Rescale the data from the line with "like point(535, 399)?" to the line with "point(782, 379)", both included, writing out every line in that range and nothing else. Multiply the coordinates listed under "Marked at:" by 2.5 and round to whole numbers, halves up; keep the sample coordinates after "each written like" as they are.

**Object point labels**
::::

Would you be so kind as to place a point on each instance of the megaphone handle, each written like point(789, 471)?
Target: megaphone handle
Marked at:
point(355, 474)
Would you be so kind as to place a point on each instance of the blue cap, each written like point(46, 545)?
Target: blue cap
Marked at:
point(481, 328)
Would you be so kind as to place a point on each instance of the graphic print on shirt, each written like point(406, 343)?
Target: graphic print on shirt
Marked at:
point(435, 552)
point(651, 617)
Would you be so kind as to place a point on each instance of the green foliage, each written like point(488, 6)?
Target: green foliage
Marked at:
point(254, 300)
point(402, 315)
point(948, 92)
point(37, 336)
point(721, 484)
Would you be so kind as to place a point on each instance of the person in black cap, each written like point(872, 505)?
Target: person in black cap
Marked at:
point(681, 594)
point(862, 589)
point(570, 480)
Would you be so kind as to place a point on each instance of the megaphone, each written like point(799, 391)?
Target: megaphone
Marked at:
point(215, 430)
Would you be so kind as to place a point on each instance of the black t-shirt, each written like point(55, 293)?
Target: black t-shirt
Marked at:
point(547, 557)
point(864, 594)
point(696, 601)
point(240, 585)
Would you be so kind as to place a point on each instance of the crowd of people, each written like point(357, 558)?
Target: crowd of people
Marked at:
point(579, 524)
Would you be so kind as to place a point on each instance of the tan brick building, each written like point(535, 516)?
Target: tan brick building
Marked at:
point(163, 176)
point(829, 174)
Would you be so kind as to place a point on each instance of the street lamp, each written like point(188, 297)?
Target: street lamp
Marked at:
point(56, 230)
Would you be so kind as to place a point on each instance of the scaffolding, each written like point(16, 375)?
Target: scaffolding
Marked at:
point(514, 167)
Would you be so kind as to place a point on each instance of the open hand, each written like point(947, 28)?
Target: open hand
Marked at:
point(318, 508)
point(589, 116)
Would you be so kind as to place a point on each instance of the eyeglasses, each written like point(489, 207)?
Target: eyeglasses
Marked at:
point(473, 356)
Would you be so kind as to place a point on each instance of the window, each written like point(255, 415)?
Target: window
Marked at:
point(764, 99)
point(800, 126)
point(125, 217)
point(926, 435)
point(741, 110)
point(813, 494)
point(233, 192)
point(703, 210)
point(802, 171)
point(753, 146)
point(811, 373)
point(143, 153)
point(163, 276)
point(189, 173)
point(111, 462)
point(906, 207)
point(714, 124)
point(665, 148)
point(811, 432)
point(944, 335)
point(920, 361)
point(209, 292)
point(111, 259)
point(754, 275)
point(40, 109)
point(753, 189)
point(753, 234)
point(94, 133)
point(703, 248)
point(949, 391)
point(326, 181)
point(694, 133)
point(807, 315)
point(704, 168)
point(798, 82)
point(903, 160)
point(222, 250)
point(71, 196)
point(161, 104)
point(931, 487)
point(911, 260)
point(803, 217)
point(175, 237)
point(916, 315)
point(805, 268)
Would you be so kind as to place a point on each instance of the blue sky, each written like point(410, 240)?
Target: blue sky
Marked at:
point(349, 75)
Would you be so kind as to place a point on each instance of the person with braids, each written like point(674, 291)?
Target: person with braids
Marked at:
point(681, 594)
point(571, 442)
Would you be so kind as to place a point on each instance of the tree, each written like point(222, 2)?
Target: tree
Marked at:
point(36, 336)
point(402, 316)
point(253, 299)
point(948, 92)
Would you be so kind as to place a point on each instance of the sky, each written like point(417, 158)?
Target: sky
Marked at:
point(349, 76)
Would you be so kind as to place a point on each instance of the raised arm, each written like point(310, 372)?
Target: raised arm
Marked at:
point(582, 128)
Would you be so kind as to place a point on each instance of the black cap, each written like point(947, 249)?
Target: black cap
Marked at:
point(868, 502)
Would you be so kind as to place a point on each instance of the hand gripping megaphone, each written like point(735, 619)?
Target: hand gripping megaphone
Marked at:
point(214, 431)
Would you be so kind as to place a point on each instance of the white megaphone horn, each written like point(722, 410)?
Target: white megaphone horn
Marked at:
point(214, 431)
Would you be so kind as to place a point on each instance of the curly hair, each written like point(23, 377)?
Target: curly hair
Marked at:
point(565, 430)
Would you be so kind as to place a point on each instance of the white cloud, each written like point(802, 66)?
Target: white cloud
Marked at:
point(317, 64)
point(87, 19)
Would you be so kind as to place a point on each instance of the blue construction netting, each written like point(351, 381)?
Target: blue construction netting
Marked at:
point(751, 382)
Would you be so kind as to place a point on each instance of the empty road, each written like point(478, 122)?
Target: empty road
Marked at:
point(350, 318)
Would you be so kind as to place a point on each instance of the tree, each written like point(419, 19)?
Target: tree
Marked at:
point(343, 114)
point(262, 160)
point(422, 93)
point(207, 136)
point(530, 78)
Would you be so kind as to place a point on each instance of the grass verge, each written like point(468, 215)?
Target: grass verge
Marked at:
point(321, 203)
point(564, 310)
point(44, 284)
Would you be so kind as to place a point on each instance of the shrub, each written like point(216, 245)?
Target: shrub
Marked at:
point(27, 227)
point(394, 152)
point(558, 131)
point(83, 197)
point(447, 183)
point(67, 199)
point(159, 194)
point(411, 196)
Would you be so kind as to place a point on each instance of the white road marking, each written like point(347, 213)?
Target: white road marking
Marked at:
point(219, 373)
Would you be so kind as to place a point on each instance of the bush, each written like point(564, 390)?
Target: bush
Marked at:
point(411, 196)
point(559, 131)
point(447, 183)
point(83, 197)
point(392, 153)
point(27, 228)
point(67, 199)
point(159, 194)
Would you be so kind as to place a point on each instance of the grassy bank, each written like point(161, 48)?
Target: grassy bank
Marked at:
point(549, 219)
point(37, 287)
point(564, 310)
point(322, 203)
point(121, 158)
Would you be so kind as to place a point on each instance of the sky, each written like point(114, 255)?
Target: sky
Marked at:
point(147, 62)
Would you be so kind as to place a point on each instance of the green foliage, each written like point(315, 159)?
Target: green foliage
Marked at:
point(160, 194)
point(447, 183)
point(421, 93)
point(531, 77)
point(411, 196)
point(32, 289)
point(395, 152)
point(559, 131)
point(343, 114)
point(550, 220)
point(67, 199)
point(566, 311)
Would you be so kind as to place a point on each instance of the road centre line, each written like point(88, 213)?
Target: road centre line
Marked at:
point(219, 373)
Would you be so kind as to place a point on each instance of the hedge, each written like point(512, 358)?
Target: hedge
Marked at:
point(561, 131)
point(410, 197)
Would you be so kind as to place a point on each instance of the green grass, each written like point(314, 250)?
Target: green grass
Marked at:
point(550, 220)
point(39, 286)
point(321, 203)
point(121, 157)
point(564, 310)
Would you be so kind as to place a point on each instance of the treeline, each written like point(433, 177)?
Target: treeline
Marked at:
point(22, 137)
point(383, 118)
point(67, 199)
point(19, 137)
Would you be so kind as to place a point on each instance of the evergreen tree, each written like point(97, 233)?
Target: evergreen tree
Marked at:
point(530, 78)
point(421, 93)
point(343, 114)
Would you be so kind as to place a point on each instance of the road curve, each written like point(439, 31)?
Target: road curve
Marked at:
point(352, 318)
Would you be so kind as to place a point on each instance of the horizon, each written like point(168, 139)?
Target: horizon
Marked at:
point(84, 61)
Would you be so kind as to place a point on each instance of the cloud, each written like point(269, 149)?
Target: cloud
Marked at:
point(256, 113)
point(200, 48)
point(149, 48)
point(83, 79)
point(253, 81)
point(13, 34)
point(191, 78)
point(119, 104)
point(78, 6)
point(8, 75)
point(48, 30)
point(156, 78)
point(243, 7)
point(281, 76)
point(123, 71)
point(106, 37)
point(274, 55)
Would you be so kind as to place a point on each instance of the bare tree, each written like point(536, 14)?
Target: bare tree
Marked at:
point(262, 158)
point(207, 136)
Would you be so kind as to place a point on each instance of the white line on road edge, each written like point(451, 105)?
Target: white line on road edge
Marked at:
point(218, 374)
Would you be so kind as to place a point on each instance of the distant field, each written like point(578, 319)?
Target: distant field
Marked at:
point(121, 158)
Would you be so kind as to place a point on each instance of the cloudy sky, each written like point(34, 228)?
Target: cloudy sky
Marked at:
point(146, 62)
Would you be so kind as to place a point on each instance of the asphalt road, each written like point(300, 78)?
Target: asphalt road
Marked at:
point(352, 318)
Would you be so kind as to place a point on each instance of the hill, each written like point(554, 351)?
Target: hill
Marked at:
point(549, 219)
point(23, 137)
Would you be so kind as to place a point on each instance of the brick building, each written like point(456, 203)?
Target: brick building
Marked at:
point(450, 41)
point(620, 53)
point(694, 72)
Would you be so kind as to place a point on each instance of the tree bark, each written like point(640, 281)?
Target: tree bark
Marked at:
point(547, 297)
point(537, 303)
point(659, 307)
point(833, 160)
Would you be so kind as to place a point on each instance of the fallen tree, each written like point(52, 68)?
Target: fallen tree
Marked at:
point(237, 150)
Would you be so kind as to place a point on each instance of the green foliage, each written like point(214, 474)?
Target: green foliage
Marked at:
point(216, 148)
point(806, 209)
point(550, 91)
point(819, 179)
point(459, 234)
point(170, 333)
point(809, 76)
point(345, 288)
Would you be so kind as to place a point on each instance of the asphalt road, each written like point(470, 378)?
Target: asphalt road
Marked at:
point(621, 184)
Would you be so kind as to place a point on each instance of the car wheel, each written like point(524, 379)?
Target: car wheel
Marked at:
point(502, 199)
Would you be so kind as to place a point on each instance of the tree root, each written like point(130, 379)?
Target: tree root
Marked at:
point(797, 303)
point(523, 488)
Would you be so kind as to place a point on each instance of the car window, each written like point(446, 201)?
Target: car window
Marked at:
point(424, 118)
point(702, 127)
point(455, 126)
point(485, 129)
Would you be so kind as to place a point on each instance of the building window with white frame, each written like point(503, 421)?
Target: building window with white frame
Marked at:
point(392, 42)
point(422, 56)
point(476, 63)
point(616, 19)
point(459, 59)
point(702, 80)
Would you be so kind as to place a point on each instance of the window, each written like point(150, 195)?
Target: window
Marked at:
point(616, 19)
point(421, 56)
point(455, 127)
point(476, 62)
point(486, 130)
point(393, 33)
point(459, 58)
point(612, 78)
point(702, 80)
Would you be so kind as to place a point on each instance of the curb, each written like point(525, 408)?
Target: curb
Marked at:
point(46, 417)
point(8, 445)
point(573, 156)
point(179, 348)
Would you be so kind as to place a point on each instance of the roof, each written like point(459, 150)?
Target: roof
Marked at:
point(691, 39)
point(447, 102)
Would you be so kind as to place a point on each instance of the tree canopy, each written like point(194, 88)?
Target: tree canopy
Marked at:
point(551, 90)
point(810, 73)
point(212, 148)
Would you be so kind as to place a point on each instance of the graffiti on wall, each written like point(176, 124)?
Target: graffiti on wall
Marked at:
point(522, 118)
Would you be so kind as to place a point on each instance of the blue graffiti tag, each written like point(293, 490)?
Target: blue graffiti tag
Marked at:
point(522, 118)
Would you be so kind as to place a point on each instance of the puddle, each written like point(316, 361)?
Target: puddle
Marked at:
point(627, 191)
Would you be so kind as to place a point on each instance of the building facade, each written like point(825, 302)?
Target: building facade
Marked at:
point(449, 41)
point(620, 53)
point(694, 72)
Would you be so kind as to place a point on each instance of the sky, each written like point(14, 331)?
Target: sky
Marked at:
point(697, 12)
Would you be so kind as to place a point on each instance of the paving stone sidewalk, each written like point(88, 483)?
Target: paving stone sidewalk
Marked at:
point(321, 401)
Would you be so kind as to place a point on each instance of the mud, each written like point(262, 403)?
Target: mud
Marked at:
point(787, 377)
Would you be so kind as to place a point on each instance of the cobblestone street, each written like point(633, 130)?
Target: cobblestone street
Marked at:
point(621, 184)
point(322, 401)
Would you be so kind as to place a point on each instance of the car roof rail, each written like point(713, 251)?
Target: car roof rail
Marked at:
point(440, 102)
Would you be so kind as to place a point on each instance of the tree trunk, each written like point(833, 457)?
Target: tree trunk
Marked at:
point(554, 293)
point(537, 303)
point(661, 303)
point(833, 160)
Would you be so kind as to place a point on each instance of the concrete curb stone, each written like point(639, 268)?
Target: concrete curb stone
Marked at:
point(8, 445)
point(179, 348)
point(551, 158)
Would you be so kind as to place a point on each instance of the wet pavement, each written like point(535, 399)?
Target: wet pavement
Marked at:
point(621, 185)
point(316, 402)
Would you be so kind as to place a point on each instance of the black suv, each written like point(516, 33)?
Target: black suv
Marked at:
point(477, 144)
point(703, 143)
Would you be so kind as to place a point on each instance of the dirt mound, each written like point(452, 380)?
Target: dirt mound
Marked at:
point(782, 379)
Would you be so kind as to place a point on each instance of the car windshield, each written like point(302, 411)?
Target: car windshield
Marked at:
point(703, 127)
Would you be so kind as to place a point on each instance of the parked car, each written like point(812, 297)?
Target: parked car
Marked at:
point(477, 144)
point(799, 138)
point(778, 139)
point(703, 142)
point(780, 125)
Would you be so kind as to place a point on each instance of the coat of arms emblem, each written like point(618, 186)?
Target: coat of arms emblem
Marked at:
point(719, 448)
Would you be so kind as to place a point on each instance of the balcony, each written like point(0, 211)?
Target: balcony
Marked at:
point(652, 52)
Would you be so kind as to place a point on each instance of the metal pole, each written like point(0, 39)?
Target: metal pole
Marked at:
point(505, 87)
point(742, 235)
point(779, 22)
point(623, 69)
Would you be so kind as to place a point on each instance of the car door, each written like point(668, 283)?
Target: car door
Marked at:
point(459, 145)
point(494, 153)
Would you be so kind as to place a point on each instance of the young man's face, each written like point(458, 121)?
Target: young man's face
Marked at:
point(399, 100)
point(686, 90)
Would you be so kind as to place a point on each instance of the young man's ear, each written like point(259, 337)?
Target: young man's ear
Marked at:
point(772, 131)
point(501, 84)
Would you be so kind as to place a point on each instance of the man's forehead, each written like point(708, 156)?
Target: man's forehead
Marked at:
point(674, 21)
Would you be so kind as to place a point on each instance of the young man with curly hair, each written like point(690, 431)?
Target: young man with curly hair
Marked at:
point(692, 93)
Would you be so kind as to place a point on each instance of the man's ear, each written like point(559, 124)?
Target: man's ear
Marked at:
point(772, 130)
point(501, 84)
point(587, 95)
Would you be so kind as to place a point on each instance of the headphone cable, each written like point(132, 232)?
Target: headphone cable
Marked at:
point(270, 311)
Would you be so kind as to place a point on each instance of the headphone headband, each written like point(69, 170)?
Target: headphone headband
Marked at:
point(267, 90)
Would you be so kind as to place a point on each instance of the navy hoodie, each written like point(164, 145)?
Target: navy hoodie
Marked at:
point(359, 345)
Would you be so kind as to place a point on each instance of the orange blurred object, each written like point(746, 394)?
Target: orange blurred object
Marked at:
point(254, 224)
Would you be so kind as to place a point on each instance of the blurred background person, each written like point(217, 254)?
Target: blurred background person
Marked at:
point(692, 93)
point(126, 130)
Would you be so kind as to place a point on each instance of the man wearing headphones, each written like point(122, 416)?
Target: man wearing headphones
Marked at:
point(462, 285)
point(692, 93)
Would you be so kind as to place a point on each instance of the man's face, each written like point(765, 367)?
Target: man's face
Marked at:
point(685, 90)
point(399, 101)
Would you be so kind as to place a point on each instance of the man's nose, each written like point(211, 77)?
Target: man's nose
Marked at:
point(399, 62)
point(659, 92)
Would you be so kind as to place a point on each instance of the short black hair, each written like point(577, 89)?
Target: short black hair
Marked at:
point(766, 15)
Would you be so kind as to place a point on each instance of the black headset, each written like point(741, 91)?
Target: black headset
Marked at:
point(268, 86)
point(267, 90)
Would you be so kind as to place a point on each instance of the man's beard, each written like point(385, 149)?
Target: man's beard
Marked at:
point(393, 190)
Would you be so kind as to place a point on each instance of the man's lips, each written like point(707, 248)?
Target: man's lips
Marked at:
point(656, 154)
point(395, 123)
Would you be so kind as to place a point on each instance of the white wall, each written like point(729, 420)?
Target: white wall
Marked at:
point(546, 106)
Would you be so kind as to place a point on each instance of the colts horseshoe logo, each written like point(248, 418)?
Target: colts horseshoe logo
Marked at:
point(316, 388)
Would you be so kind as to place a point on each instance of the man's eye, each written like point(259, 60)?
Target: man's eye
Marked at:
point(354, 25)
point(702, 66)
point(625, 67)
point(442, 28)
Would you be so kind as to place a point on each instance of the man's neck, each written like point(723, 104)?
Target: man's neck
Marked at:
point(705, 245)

::::

**SOLVED EXERCISE**
Would you be so kind as to place a point on each instance of the wet pavement, each written like point(535, 399)?
Target: wet pavement
Marked at:
point(1553, 463)
point(790, 1005)
Would you be so kind as to place a point on each instance of the black suv, each written like point(516, 33)?
Target: black suv
Marked at:
point(1193, 360)
point(1758, 358)
Would you be so kind as to place a point on each instance of the dirt mound, each written like point(452, 380)?
Target: dirt mound
Marked at:
point(1955, 948)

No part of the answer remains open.